Using the records that follow, count the lines containing the word "window" and give that number only.

* _THE INPUT_

------------------------

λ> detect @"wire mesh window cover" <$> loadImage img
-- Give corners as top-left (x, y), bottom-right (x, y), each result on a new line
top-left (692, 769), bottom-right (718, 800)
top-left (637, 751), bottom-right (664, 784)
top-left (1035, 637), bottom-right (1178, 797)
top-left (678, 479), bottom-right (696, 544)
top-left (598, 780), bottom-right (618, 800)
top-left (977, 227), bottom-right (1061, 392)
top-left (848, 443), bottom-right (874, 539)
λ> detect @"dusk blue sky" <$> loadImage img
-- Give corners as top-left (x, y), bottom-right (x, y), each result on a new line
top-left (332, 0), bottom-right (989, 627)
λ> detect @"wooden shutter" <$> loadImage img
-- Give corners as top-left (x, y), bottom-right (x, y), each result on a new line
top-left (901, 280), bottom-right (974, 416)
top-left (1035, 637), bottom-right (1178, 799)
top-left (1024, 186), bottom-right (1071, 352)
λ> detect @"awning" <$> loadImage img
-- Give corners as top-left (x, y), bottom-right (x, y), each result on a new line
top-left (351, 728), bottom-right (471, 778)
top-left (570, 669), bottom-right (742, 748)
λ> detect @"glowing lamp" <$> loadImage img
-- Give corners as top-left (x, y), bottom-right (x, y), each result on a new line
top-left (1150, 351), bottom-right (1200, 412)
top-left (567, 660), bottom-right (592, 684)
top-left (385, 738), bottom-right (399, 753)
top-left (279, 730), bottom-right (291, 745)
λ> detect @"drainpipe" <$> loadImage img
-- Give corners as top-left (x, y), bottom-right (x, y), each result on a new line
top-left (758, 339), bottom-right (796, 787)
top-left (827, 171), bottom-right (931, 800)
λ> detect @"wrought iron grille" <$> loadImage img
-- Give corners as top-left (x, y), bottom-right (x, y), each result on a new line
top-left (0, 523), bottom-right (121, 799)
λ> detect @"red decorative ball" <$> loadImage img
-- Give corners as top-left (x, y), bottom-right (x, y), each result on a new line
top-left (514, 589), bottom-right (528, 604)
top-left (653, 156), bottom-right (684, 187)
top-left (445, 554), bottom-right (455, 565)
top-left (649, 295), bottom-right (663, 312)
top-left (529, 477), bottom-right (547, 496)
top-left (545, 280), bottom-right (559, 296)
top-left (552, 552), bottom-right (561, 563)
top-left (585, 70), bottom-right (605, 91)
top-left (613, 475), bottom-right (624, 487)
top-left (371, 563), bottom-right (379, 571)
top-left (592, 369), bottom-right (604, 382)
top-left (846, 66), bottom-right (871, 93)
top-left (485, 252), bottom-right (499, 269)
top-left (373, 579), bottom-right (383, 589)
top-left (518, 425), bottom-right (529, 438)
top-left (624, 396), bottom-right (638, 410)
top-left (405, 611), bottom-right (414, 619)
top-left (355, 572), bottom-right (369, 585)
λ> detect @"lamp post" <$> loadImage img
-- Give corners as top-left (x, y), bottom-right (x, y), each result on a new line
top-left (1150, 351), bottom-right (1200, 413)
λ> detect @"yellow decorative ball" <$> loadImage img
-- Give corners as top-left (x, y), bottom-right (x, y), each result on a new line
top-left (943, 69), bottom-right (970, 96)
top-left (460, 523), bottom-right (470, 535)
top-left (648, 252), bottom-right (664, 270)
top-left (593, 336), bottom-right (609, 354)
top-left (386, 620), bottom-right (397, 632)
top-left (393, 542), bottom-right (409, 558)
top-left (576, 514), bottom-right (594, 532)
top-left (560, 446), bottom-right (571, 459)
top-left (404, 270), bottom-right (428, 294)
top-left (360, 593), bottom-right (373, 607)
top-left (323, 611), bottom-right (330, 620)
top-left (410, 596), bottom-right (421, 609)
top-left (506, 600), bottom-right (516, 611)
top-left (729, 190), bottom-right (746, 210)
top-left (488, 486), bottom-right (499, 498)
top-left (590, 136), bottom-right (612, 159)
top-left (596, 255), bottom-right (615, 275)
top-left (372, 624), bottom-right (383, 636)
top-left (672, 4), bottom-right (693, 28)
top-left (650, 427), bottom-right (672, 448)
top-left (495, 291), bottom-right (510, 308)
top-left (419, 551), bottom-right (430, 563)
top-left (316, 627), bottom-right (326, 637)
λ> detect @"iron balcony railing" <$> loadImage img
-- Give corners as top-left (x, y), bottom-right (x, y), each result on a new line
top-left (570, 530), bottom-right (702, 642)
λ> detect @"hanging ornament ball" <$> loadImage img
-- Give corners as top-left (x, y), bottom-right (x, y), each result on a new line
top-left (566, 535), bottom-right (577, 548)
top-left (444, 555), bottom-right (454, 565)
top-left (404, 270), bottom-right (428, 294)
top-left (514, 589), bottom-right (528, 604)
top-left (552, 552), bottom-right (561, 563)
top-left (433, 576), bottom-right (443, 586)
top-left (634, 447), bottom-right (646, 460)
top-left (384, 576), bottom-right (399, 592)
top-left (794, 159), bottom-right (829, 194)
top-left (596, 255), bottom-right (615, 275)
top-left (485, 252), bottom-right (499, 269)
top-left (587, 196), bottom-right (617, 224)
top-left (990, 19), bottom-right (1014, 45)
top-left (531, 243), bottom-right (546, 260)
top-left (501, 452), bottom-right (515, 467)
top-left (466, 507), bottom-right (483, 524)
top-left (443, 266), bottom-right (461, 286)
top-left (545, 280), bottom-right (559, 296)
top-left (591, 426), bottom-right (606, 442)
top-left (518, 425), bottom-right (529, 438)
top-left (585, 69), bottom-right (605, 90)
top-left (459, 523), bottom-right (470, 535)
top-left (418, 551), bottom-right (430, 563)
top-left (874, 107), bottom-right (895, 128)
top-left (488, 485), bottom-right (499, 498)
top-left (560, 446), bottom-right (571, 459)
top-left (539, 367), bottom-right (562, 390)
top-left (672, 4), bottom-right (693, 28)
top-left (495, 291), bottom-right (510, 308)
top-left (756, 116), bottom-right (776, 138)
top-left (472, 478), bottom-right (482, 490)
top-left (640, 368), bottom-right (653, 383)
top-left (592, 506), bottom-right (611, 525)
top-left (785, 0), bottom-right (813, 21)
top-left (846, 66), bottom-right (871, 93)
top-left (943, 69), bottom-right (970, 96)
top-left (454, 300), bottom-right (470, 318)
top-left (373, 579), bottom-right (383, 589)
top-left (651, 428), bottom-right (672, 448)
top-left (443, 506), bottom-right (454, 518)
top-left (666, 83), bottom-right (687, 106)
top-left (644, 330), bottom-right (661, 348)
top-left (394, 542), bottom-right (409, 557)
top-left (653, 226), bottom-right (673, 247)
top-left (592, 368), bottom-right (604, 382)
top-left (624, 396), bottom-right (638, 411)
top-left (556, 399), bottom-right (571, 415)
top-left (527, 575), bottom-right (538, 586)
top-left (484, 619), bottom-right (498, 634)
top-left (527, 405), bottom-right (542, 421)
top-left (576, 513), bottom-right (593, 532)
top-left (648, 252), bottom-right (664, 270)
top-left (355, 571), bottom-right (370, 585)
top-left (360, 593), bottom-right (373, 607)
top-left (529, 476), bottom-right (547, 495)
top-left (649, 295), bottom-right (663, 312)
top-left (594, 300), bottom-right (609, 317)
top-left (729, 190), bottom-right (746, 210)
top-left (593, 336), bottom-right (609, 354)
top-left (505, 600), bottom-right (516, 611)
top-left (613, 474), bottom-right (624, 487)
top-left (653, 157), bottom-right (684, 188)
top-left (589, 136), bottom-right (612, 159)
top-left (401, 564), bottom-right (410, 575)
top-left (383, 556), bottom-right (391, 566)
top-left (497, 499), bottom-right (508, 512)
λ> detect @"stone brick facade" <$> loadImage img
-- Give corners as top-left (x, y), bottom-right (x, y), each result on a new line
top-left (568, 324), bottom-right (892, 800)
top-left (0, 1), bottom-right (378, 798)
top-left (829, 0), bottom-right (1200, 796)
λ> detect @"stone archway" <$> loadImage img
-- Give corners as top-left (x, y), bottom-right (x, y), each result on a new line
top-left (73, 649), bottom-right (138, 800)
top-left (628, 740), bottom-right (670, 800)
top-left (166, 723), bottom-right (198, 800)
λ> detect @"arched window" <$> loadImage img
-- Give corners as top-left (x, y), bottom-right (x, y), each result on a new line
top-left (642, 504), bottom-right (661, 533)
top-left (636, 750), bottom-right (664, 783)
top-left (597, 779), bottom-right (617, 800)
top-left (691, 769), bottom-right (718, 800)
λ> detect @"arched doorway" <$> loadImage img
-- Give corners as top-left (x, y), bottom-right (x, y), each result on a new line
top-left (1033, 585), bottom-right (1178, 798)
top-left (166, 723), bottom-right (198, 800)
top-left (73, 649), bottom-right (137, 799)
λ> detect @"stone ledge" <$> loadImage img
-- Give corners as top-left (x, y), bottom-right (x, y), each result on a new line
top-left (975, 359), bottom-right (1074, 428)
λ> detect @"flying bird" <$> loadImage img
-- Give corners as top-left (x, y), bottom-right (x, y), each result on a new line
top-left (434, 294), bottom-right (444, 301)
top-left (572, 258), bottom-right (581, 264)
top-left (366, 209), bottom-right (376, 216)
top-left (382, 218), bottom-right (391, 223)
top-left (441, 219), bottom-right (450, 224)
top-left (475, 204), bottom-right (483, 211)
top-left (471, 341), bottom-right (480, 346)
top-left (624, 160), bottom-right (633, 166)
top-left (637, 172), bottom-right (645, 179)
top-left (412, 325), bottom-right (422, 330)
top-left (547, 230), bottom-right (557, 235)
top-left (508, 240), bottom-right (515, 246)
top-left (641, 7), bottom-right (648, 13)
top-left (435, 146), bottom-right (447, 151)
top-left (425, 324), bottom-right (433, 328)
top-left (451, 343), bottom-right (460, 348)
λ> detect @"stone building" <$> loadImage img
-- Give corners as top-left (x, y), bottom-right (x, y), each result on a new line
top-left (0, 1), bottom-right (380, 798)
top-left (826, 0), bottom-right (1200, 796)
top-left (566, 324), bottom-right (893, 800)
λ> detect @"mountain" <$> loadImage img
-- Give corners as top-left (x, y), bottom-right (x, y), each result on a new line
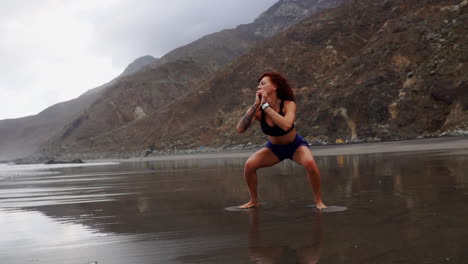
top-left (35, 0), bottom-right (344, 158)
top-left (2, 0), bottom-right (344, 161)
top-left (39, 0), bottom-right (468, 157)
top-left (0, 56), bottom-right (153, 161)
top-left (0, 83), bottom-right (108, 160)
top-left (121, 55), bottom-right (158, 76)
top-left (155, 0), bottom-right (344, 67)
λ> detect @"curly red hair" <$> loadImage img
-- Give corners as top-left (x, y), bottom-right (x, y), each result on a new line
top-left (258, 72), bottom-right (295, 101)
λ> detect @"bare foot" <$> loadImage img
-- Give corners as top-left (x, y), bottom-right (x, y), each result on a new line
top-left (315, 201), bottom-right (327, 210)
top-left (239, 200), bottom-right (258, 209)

------------------------

* _FINISHED TASK_
2